Le juge doit contrôler en application de l’article L3216-1 du code de la santé publique la régularité des décisions administratives prises en matière d’hospitalisation complète. En application de l’article L3211-3 du code de la santé publique il doit aussi veiller, à ce que les restrictions à l’exercice des libertés individuelles du patient soient adaptées, nécessaires et proportionnées à son état mental et à la mise en oeuvre du traitement requis. Le juge ne peut dans le cadre de son contrôle se substituer à l’autorité médicale s’agissant de l’évaluation du consentement du patient, du diagnostic posé ou des soins.

Madame [W] [U] [S], née en Colombie, a été admise le 26 décembre 2024 en soins psychiatriques en péril imminent à l’établissement de santé mental [2].

Madame [U] [S] est assistante de vie. Elle a 31 ans, en instance de séparation. Son enfant fait l’objet d’une mesure de placement dans une famille d’accueil.

DONNÉES ENREGISTRÉES:
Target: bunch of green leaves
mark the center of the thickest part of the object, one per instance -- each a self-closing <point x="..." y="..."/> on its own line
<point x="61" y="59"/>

CONSIGNE DE TRAVAIL: Recopiez le passage du texte sur l’hospitalisation psychiatrique compris entre « Le juge doit » et « santé mental [2]. », ces deux bornes incluses.

SOLUTION RÉDIGÉE:
Le juge doit contrôler en application de l’article L3216-1 du code de la santé publique la régularité des décisions administratives prises en matière d’hospitalisation complète. En application de l’article L3211-3 du code de la santé publique il doit aussi veiller, à ce que les restrictions à l’exercice des libertés individuelles du patient soient adaptées, nécessaires et proportionnées à son état mental et à la mise en oeuvre du traitement requis. Le juge ne peut dans le cadre de son contrôle se substituer à l’autorité médicale s’agissant de l’évaluation du consentement du patient, du diagnostic posé ou des soins.

Madame [W] [U] [S], née en Colombie, a été admise le 26 décembre 2024 en soins psychiatriques en péril imminent à l’établissement de santé mental [2].